__EXERCISE TASK A__
Rewrite the stretch from "Between now and" through "all to read." in the text on user testing, with "issue tracker" in place of "bug tracker".
__EXERCISE TASK B__
Answer these from the text on user testing:
(i) What kind of tests is the team seeking user input from?
(ii) Through what should users submit concrete issues?
(iii) Samples that do poorly relative to which version are of special interest?
__EXERCISE TASK C__
Do these statements agree with the text on user testing? Answer yes or no for each and quote the words that settle it.
(i) Users were asked to send concrete issues to the project mailing list.
(ii) The team is interested in compatibility testing with current decoders.
(iii) Build and integration issues can only be found through people trying the software in their own environments.

__TEXT PROVIDED__

• • •

Between now and then, the team is soliciting user input from real-world encoding tests. "We put it out to show what we've been up to, and to make it easier to give it a try," said Giles. "We're interested in samples where it really does poorly, especially relative to 1.0, compatibility testing with current decoders, and general build and integration issues which of course can only be found through people trying your software in their own environments." He encouraged users to submit concrete issues through the bug tracker, but to share other experiences through the project mailing list, or simply to blog about them for all to read.

• • •

__EXTRACTED INFORMATION__
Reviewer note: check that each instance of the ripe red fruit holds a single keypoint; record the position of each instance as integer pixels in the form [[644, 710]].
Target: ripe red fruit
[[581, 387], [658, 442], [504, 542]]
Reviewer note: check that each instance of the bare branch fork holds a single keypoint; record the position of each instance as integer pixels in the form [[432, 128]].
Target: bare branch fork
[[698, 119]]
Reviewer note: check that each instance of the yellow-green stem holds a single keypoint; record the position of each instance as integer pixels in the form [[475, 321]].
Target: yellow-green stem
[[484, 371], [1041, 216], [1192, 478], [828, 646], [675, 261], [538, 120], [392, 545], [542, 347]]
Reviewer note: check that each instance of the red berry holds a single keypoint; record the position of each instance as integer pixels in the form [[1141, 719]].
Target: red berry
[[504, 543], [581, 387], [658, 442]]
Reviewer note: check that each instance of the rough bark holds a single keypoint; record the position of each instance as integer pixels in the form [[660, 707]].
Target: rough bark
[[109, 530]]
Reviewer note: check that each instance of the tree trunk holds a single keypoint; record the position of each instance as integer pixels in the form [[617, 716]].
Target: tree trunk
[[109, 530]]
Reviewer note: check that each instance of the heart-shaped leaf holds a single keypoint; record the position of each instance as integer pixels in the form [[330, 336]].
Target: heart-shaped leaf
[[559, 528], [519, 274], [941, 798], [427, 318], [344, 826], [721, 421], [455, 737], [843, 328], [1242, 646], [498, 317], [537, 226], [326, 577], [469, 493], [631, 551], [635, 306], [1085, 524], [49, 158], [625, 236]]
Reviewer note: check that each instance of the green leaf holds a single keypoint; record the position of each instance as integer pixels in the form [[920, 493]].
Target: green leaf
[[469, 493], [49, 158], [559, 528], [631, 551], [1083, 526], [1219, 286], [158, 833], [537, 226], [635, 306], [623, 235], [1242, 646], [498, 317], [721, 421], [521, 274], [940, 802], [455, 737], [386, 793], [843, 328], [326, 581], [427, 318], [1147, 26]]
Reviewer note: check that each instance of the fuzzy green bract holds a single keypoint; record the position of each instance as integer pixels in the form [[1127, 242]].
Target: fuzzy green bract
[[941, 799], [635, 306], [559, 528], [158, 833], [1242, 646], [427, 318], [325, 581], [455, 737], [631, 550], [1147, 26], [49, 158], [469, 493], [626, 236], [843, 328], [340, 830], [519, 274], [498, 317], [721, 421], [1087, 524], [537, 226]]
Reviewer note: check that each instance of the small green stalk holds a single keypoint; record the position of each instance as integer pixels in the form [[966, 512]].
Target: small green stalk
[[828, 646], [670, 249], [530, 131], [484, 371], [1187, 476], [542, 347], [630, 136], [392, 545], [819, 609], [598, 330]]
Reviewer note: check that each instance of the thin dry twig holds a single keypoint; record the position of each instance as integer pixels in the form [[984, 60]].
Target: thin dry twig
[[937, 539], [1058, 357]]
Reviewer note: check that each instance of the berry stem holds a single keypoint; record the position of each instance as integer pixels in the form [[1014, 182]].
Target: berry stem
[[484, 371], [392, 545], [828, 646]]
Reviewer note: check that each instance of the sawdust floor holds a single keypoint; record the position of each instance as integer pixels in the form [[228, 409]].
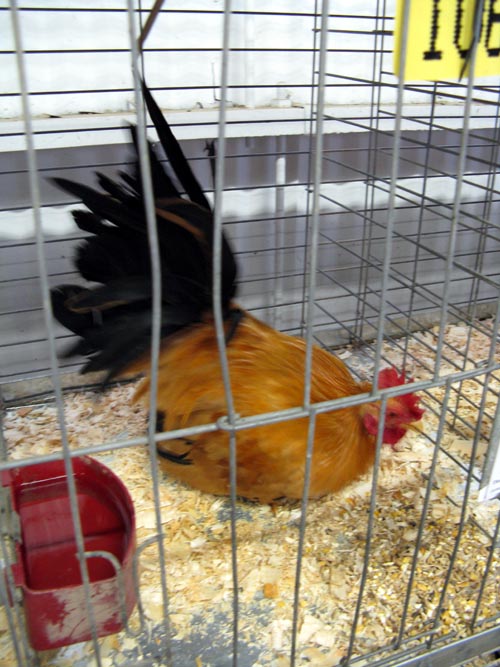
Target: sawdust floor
[[198, 546]]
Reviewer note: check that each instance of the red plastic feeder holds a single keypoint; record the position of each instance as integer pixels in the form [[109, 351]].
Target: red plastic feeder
[[48, 568]]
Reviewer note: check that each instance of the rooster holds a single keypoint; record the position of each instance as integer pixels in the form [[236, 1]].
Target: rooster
[[113, 322]]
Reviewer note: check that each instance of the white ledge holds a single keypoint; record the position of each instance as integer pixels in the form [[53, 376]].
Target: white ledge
[[104, 129]]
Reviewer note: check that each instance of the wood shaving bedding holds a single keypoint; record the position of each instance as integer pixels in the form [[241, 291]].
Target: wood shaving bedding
[[198, 546]]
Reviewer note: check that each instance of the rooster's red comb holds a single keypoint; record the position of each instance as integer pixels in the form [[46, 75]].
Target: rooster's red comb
[[389, 377]]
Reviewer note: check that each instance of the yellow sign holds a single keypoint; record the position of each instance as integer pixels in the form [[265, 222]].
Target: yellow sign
[[440, 34]]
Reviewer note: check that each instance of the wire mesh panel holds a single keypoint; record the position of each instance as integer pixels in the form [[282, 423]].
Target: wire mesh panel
[[362, 212]]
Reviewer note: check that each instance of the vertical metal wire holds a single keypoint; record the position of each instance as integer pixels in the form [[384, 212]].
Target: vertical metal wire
[[316, 196], [369, 200], [391, 214], [423, 514], [219, 318], [311, 300], [486, 573], [479, 262], [420, 224], [154, 250], [369, 534], [460, 172], [48, 319], [279, 229], [307, 215], [468, 482]]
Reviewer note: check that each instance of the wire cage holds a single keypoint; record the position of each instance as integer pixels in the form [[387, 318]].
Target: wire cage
[[363, 211]]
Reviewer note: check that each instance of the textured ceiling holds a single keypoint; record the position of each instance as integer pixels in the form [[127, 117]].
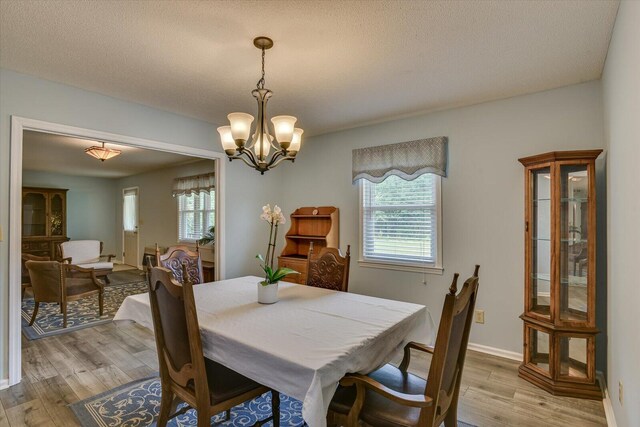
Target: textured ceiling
[[335, 64], [56, 153]]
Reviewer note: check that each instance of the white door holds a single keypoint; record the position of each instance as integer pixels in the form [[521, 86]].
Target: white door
[[130, 226]]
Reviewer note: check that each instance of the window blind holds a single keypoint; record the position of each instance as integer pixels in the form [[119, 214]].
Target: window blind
[[196, 214], [399, 220]]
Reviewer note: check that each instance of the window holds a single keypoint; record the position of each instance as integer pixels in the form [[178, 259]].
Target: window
[[400, 223], [129, 210], [196, 214]]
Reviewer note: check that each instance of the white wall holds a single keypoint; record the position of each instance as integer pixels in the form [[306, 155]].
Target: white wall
[[158, 221], [621, 93], [483, 200], [91, 205], [34, 98]]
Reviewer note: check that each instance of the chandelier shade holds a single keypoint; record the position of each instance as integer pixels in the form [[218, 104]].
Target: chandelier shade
[[253, 148], [102, 153]]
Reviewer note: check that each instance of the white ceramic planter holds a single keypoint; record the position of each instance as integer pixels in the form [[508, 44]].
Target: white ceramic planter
[[267, 294]]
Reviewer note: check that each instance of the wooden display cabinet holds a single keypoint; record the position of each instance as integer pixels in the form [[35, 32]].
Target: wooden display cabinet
[[319, 225], [44, 220], [560, 265]]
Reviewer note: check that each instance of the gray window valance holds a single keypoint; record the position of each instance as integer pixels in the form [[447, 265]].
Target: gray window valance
[[194, 184], [407, 160]]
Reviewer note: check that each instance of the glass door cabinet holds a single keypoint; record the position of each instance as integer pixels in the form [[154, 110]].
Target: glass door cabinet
[[559, 312], [44, 223]]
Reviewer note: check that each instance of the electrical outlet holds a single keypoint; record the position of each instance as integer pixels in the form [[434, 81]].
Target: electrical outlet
[[620, 391], [479, 316]]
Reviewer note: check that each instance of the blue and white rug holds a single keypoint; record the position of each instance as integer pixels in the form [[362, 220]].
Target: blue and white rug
[[80, 314], [138, 404]]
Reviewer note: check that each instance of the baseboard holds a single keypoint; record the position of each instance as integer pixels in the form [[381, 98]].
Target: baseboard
[[606, 400], [512, 355]]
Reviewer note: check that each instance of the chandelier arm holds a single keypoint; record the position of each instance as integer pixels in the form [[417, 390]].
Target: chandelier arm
[[252, 157], [273, 164], [246, 162]]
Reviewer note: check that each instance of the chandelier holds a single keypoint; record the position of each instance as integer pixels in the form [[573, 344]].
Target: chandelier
[[102, 153], [285, 140]]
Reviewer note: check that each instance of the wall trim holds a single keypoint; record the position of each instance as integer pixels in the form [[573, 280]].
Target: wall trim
[[18, 126], [606, 400], [506, 354]]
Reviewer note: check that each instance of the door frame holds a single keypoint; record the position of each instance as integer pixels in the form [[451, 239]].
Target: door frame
[[137, 225], [18, 126]]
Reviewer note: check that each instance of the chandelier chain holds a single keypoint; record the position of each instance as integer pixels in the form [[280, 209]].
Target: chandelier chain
[[260, 84]]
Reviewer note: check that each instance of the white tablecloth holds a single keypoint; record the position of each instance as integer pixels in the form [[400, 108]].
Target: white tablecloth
[[303, 344]]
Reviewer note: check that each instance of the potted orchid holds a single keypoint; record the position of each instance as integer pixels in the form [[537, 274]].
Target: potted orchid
[[268, 288]]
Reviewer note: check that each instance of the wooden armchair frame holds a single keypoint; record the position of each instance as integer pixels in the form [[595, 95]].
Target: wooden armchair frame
[[45, 292], [328, 269], [175, 259]]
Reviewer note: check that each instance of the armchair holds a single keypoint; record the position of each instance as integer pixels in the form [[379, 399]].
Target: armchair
[[86, 254], [52, 282], [26, 280]]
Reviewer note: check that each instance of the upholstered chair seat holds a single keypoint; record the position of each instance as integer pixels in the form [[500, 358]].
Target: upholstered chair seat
[[378, 410], [86, 254], [226, 383]]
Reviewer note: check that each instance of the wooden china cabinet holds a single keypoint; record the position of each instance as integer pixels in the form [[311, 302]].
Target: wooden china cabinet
[[319, 225], [44, 220], [560, 280]]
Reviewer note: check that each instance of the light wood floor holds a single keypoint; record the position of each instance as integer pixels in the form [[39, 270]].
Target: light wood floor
[[66, 368]]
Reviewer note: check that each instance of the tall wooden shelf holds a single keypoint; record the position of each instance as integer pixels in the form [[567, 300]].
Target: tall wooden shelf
[[560, 273], [317, 225], [44, 220]]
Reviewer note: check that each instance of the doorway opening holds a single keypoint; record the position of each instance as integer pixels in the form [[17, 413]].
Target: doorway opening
[[48, 155]]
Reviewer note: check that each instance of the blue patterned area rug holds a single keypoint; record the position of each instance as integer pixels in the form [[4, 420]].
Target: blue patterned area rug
[[80, 314], [138, 404]]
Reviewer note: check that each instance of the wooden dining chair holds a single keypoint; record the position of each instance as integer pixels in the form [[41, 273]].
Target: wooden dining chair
[[328, 269], [26, 279], [176, 257], [185, 374], [53, 281], [392, 396]]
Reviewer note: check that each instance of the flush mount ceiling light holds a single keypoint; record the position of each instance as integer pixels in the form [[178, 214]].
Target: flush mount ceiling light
[[101, 152], [255, 152]]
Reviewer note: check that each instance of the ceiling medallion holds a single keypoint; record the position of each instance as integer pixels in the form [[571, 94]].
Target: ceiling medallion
[[102, 153], [285, 139]]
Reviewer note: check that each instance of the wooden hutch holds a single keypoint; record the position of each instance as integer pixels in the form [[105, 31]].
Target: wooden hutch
[[319, 225], [44, 220], [560, 273]]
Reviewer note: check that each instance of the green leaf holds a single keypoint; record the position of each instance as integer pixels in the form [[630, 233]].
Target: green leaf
[[281, 273]]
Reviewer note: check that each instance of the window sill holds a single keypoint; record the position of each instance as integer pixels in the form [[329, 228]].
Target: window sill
[[402, 267]]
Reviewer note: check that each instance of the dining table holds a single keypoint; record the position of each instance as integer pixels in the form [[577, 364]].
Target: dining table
[[301, 345]]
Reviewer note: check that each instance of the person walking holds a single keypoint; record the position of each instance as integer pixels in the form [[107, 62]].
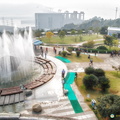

• • •

__FULL RESPONSE A__
Between now and then, the team is soliciting user input from real-world encoding tests. "We put it out to show what we've been up to, and to make it easier to give it a try," said Giles. "We're interested in samples where it really does poorly, especially relative to 1.0, compatibility testing with current decoders, and general build and integration issues which of course can only be found through people trying your software in their own environments." He encouraged users to submit concrete issues through the issue tracker, but to share other experiences through the project mailing list, or simply to blog about them for all to read.

__FULL RESPONSE B__
(i) Real-world encoding tests.
(ii) The bug tracker.
(iii) Version 1.0.

__FULL RESPONSE C__
(i) No: "He encouraged users to submit concrete issues through the bug tracker, but to share other experiences through the project mailing list"
(ii) Yes: "compatibility testing with current decoders"
(iii) Yes: "general build and integration issues which of course can only be found through people trying your software in their own environments"